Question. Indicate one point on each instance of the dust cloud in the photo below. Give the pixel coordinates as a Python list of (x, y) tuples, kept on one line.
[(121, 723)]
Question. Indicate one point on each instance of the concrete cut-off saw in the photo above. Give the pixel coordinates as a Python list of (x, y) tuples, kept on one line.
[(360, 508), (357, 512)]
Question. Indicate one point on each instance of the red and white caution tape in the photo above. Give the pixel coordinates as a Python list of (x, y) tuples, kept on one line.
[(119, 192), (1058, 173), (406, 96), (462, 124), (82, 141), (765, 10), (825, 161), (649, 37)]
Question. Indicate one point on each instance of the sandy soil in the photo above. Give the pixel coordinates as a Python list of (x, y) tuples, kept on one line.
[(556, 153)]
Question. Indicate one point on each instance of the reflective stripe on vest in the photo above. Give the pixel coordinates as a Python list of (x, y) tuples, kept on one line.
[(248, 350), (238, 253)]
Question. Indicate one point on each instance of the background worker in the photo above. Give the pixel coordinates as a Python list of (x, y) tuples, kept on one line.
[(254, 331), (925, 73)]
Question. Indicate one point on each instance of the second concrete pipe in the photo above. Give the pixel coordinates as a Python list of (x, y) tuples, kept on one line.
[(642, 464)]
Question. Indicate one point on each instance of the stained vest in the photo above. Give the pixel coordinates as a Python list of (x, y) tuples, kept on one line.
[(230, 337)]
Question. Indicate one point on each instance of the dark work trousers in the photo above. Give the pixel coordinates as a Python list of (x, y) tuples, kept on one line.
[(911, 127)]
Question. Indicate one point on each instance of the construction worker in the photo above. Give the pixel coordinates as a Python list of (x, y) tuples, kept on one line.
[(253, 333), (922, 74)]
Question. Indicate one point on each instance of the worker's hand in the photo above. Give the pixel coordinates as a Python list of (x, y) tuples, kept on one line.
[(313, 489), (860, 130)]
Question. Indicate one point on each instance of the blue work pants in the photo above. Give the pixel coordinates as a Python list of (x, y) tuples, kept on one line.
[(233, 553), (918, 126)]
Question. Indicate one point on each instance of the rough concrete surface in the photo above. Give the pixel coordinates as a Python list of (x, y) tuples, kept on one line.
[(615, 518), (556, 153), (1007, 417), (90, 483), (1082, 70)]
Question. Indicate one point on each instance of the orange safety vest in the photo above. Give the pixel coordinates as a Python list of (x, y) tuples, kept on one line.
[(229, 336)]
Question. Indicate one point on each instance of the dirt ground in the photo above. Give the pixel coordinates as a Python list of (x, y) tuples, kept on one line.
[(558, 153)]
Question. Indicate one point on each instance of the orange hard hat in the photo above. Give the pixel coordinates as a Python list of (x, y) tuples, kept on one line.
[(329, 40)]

--*--

### Given request
Render every line of the entries above as a numbered list, omitting any blank lines.

### Reply to the task
1. Question. Indicate one point on each instance of the dust cloud in the photo below. Give the pixel coordinates as a Python list of (x, y) tuples, kept on one line.
2. [(121, 723)]
3. Question. Indicate one point on each instance of the concrete cut-off saw in the photo above. Give the pixel coordinates as a Python list of (x, y) tuples, kept on one line.
4. [(360, 508), (357, 512)]
5. Question. Indicate one point on each instance of the red and white caution tape in the photo above. Give the pixel coordinates as a Python list of (x, y) tuples, kept on one line.
6. [(119, 192), (1058, 173), (406, 96), (462, 124), (82, 141), (765, 10), (825, 161), (649, 37)]
7. Question. Indicate one point on each instance of the sandy soil in the photo above. Give the pixel coordinates as a Python list of (x, y) tuples, kept on one line.
8. [(556, 153)]
9. Question. Indicate one point on each instance of the reflective stripe on vest in the photo above. Give the pixel coordinates as a Python list of (x, y) tuples, kept on one line.
10. [(248, 350), (238, 253)]
11. Question. Indicate one point on each instance of the background worker in the photo above. Give the pixel coordinates as a Python list of (x, y) tuples, kept on one line.
12. [(254, 331), (925, 73)]
13. Question. Indicate one point on each instance of the second concrete pipe in the photo above. Give the pixel coordinates as a Python list of (x, y) tuples, kept on one line.
14. [(642, 464)]
15. Question. Indicate one point on each instance of the stained vest in the photo above. Give the pixel coordinates as a Python list of (x, y) tuples, kept on one line.
16. [(230, 337)]
17. Question. Indicate one point on each instance of the dark work trousers in the photo above. Give the pixel coordinates as a Python list of (x, y) tuples, kept on one line.
18. [(911, 127)]
19. Question. Indicate one point on each instance of the construction worker in the photo above. Give the pixel coordinates as a Python list of (x, y) tuples, kept on one line.
20. [(253, 333), (922, 74)]
21. Question. Indicate one point on each instance of the worker's hand in the photo above. Give the pixel coordinates as a Python list of (x, y) tuples, kept on one line.
22. [(313, 489), (860, 130)]
23. Question. Indicate one point on each instance of the blue work pants in the photo above. Give the pixel coordinates as a Python list of (x, y) tuples, kept on one line.
24. [(233, 553), (918, 126)]
25. Question. Indicate one point on each instance of the rough concrete surface in the photo above. Give the pixel coordinates as a Python list of (x, y) tuples, kept on one line.
26. [(615, 518), (556, 153), (1007, 417), (90, 483), (1082, 70)]
27. Question. Indicate one point on each instance of the orange safety vest in the photo above. Give the pixel coordinates as a Python list of (x, y) tuples, kept on one line.
28. [(229, 336)]
29. Question. Indicate one point on each instance of the dirt ground in the photo above. Give the pixel coordinates as a Python list of (x, y) tuples, kept on one line.
30. [(558, 153)]
31. Question. Indicate one point on each instance of the orange hard hat in the photo above. Give the pixel coordinates as a Python list of (x, y) tuples, kept on one line.
32. [(329, 40)]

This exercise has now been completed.